→ **What you are asked to do**
Quote the material below, from its first line through the line that contains "[119, 0, 225, 119]", with both of those lines included. Reproduce only those lines, with nothing changed.

+++ Data listing +++

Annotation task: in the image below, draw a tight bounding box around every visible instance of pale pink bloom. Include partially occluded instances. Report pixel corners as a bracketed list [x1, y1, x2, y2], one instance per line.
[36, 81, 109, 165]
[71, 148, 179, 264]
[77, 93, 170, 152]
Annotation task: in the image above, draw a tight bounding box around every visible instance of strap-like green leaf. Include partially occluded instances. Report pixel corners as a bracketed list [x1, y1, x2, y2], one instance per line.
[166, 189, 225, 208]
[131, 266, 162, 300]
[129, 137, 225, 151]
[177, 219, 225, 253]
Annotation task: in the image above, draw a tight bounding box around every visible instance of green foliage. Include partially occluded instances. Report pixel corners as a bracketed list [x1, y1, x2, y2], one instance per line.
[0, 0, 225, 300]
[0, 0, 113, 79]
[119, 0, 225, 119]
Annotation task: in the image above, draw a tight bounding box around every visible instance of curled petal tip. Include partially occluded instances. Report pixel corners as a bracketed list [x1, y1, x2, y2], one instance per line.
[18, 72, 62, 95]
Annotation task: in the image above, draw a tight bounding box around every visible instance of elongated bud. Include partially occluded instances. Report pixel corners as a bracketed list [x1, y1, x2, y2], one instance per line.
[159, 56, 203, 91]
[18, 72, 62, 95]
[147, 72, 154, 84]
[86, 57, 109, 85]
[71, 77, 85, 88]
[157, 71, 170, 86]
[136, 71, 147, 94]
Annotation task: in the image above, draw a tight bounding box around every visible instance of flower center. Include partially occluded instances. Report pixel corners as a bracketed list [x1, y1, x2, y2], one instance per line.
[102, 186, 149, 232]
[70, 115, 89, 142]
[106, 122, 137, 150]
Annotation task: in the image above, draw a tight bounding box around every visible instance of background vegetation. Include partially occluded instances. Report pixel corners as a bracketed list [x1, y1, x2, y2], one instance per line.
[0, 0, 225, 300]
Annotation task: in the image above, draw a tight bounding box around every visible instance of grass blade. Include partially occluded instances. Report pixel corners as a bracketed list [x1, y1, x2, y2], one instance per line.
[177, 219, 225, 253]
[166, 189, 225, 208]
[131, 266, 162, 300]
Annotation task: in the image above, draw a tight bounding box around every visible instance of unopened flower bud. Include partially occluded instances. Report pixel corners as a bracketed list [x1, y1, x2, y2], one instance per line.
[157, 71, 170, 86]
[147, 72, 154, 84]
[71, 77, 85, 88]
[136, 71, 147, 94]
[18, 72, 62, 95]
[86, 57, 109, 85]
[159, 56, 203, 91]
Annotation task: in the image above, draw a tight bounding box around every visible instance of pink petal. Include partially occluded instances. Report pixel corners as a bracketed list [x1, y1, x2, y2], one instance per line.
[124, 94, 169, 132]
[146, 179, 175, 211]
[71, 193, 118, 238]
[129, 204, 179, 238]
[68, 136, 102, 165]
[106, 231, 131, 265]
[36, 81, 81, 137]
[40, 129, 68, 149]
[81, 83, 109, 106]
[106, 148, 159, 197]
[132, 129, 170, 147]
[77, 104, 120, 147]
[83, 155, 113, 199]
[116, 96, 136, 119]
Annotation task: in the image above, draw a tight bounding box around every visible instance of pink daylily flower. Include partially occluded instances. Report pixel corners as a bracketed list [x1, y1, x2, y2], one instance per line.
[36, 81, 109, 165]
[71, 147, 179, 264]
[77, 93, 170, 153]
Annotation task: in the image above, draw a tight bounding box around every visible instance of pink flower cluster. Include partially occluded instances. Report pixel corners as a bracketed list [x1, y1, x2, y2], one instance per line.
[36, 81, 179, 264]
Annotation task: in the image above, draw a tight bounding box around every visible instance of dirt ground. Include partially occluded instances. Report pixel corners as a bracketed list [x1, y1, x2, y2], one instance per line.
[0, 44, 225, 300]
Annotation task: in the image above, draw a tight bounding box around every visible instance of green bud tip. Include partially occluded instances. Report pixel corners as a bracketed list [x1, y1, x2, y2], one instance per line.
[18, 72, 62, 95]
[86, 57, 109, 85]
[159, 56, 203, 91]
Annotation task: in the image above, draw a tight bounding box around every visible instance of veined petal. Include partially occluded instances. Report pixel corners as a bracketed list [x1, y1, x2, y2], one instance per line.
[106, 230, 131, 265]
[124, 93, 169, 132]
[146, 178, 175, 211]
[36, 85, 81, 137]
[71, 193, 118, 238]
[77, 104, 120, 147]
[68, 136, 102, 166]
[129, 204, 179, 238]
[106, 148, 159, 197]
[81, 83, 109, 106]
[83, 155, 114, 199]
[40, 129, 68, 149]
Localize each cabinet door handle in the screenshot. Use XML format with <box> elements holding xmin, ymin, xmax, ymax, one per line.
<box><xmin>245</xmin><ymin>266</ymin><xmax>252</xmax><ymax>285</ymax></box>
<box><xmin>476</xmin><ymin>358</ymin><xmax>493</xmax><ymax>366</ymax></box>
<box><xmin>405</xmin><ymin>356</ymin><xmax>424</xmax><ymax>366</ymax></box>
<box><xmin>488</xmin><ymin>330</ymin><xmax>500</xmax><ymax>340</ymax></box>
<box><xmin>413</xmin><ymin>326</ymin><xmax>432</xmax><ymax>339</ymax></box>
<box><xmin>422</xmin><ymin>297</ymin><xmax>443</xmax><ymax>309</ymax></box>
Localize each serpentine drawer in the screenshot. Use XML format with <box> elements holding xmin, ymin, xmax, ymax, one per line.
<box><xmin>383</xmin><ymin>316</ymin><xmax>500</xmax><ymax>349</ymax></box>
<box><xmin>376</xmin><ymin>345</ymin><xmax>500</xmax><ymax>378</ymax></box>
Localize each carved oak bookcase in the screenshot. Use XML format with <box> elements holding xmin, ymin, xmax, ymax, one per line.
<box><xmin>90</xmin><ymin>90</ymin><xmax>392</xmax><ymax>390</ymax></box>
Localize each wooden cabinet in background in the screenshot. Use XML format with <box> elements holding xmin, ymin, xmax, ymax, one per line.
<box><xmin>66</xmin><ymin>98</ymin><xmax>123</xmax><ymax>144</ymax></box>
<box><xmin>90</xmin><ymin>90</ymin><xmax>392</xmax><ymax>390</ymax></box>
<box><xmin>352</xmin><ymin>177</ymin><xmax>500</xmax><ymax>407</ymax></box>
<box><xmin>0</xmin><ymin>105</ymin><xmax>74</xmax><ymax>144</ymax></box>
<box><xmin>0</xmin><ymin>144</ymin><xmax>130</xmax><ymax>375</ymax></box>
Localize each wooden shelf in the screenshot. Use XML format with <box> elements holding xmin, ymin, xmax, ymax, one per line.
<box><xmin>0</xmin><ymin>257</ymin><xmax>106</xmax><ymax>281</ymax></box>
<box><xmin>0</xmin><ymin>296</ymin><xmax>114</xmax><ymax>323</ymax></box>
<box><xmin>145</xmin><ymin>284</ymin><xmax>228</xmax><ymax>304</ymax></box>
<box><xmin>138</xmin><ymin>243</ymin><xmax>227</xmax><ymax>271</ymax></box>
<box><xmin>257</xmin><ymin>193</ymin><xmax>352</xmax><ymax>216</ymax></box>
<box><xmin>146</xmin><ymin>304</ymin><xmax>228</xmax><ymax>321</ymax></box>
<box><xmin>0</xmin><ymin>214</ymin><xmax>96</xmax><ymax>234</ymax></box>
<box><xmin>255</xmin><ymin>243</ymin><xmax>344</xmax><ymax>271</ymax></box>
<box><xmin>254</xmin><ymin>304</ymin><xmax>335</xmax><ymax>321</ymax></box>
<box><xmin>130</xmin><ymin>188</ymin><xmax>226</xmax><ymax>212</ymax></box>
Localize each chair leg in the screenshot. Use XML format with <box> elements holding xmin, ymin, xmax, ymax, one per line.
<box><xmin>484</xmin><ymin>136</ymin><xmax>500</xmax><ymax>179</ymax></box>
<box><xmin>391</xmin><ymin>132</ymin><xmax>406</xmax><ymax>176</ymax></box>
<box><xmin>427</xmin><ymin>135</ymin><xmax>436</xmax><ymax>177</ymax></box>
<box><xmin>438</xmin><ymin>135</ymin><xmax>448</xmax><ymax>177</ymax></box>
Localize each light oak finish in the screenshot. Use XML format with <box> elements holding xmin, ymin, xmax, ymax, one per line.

+++

→ **Answer for the task**
Annotation task: in the image below, draw a tight bounding box around every visible instance of pale pink bloom. Include partially occluded instances. Report pixel corners as a bracketed list [x1, y1, x2, y2], one instance per line.
[36, 81, 109, 165]
[71, 148, 179, 264]
[77, 93, 170, 152]
Annotation task: in the image above, draw a tight bounding box around every visible instance of strap-like green leaf. Include partially occluded instances. Report pixel corners as a bracketed list [x1, y1, x2, y2], one instance per line.
[166, 189, 225, 208]
[131, 266, 162, 300]
[129, 137, 225, 151]
[177, 219, 225, 253]
Annotation task: in the image above, draw a tight bounding box around every visible instance of green foliage. Include partially occluded instances. Report pixel corners as a bracketed list [x1, y1, x2, y2], one instance per line.
[0, 0, 225, 300]
[0, 0, 113, 79]
[119, 0, 225, 119]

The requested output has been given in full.